Task prompt =
Reproduce all of the records below, substituting "one line per object" for every occurrence of "one line per instance" and leaving everything else unchanged.

Records supplied =
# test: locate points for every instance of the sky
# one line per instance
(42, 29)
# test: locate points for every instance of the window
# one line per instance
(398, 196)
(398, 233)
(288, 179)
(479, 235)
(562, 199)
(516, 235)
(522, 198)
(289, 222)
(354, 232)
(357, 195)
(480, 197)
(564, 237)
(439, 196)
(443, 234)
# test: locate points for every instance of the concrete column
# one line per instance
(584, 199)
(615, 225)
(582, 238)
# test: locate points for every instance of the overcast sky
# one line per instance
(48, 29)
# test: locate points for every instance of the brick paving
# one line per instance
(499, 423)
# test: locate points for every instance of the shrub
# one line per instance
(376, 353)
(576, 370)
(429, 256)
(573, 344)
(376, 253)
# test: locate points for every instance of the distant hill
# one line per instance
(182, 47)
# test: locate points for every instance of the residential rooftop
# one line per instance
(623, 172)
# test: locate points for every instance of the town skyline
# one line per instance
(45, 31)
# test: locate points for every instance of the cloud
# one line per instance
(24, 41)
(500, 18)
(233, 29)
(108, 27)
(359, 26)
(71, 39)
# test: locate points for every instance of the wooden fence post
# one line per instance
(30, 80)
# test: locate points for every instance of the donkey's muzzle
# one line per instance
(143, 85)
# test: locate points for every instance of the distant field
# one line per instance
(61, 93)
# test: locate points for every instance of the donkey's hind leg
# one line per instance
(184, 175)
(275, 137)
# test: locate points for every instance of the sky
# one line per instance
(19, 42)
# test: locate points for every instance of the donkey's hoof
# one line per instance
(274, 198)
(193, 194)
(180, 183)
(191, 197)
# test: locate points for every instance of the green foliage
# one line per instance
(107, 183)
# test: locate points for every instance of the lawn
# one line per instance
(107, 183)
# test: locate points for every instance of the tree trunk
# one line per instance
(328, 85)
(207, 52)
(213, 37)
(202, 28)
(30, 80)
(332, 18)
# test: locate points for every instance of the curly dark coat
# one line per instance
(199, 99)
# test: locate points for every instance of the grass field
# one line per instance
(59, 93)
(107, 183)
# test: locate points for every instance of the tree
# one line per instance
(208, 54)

Completed task =
# test: locate points for every instance of the sky
# one line per object
(42, 29)
# test: locate points for every instance of the window
# one line per object
(398, 196)
(398, 233)
(288, 179)
(479, 235)
(562, 199)
(516, 235)
(522, 198)
(289, 222)
(354, 232)
(357, 195)
(480, 197)
(564, 237)
(439, 196)
(443, 234)
# test: locate points for every instance of the concrete column
# one line per object
(584, 199)
(615, 225)
(582, 238)
# test: locate points for every instance of the overcast sky
# one line per object
(48, 29)
# test: locate points for every instance of the brick paving
# one line per object
(499, 423)
# test: locate points for every instance of the shrub
# one line per object
(376, 353)
(576, 370)
(429, 256)
(573, 344)
(376, 253)
# test: locate points for every instance of the distant hill
# one line per object
(182, 47)
# test: locate points for every instance of the residential rooftop
# one line per object
(623, 172)
# test: locate points for every instance of the town skyline
# one line per object
(45, 31)
# test: locate points for every instance of the cloud
# one line per object
(24, 41)
(500, 18)
(233, 29)
(108, 27)
(359, 26)
(71, 39)
# test: locate points for every instance of the wooden fence post
# one line per object
(30, 80)
# test: locate points for every instance of the donkey's muzzle
# one line per object
(143, 85)
# test: locate points for every instance of the distant field
# one line per object
(61, 93)
# test: locate points for every instance of the donkey's hind leg
# one line per object
(184, 175)
(275, 137)
# test: locate points for every instance of the sky
# one line per object
(19, 42)
# test: locate points for every instance of the donkey's hoof
# one line per object
(274, 198)
(193, 194)
(180, 183)
(191, 197)
# test: locate points for every instance of the green foliage
# one line per object
(107, 183)
# test: locate points for every instance of the lawn
# one line per object
(107, 183)
# test: locate points for every instance of the tree trunk
# one line per object
(328, 85)
(207, 52)
(213, 37)
(202, 28)
(30, 80)
(332, 18)
# test: locate points for every instance of the curly dark coat
# one line per object
(199, 99)
# test: locate points for every instance of the grass field
# one line per object
(59, 93)
(107, 183)
# test: locate points for every instance of the tree
# one line per object
(208, 54)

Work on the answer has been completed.